:: The data ::
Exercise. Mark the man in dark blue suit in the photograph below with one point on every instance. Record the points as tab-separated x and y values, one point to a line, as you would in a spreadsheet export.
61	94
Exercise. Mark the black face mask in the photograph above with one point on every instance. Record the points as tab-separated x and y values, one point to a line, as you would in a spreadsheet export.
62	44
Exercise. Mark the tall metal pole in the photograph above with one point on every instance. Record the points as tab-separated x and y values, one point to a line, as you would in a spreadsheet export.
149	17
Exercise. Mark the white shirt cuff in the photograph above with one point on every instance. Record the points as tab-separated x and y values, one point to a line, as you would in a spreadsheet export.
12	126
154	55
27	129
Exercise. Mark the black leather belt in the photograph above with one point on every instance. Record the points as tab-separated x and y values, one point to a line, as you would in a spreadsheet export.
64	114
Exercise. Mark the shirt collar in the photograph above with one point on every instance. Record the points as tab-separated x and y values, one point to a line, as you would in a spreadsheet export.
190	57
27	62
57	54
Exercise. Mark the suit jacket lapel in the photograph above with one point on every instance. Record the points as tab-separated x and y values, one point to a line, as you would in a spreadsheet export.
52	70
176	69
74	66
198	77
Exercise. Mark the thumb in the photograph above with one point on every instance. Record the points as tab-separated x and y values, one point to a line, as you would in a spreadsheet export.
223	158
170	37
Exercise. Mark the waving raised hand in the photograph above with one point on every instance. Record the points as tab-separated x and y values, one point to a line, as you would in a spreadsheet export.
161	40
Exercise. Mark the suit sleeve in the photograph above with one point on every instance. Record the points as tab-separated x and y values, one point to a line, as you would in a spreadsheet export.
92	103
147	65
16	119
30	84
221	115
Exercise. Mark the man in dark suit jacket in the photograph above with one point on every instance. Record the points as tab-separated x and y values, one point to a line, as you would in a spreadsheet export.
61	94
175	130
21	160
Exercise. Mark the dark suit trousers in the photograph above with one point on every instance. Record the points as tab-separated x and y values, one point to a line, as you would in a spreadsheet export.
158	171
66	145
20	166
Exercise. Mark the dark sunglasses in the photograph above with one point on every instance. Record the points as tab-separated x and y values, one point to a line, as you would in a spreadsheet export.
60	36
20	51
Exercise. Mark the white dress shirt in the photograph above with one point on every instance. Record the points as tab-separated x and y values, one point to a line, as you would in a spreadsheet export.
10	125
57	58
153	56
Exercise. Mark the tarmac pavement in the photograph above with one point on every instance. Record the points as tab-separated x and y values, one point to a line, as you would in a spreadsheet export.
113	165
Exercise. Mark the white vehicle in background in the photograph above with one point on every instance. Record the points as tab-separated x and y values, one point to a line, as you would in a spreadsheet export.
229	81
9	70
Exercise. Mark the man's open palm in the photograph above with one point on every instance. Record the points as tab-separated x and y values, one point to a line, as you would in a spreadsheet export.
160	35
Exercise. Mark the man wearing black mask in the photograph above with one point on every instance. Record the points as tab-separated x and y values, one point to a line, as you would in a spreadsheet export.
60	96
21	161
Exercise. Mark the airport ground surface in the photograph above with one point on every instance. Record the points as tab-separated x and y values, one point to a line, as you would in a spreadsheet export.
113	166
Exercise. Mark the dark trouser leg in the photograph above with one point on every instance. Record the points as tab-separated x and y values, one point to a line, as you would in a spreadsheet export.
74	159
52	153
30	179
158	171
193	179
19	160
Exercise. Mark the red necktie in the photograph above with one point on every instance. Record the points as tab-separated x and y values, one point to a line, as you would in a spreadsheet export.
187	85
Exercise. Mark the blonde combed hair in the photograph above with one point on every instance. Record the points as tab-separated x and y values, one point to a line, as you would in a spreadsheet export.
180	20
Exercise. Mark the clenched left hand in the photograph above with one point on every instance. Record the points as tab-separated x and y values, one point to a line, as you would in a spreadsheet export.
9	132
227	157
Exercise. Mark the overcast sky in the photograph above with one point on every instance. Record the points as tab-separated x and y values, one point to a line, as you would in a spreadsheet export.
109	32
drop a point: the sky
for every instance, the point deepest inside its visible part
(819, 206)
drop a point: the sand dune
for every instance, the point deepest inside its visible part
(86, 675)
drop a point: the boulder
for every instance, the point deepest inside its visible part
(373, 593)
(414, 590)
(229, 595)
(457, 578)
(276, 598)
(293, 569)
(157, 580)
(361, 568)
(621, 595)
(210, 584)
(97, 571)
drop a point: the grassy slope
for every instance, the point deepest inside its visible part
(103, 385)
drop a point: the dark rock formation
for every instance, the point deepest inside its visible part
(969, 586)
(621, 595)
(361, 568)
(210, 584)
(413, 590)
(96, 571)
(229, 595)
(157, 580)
:::
:: The data ::
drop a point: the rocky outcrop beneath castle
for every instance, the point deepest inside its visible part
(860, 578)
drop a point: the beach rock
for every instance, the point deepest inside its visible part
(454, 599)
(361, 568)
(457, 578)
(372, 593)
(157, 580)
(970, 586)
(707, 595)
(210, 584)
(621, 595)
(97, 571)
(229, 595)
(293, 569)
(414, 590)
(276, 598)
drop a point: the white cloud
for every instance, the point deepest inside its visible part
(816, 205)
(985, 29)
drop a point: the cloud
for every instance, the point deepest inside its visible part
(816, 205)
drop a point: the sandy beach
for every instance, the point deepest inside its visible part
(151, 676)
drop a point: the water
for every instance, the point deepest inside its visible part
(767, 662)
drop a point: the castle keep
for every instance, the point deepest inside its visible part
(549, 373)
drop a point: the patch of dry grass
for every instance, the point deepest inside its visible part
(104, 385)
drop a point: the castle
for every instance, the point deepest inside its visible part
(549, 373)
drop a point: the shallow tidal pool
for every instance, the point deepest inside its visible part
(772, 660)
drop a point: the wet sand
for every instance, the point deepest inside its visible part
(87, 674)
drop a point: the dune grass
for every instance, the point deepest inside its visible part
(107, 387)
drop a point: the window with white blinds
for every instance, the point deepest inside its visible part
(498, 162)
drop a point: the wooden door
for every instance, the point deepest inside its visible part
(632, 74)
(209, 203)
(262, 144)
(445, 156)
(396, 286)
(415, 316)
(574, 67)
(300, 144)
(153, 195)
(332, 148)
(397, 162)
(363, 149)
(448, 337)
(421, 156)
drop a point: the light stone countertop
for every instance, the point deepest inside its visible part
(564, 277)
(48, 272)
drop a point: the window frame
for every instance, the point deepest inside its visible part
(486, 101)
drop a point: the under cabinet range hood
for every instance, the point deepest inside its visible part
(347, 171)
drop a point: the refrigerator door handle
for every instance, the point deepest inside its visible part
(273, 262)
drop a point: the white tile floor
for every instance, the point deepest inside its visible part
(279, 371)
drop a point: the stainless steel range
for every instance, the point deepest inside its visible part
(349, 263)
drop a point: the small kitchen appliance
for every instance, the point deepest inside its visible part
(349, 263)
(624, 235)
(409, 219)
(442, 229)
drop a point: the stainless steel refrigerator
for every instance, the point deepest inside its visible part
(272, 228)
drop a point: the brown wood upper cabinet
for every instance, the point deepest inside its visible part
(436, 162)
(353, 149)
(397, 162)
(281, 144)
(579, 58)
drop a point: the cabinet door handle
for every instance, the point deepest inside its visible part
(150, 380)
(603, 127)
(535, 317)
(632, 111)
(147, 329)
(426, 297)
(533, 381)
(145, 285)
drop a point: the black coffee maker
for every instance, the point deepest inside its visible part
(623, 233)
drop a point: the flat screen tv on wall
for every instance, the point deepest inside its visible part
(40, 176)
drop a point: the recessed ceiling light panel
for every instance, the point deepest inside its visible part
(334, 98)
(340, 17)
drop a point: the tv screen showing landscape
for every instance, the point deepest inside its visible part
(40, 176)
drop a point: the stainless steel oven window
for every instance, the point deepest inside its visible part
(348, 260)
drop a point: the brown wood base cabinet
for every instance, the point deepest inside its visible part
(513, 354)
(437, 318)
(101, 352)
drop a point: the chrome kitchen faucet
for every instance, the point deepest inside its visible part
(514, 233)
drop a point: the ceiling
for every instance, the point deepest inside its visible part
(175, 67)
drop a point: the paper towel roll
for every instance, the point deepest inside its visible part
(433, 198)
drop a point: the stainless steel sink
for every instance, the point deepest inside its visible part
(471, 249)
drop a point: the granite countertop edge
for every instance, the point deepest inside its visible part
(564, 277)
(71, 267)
:::
**Task details**
Each line above with the string "brown" should be reported in full.

**Task output**
drop a point: the brown wood upper cabinet
drop a point: the brown wood base cabinet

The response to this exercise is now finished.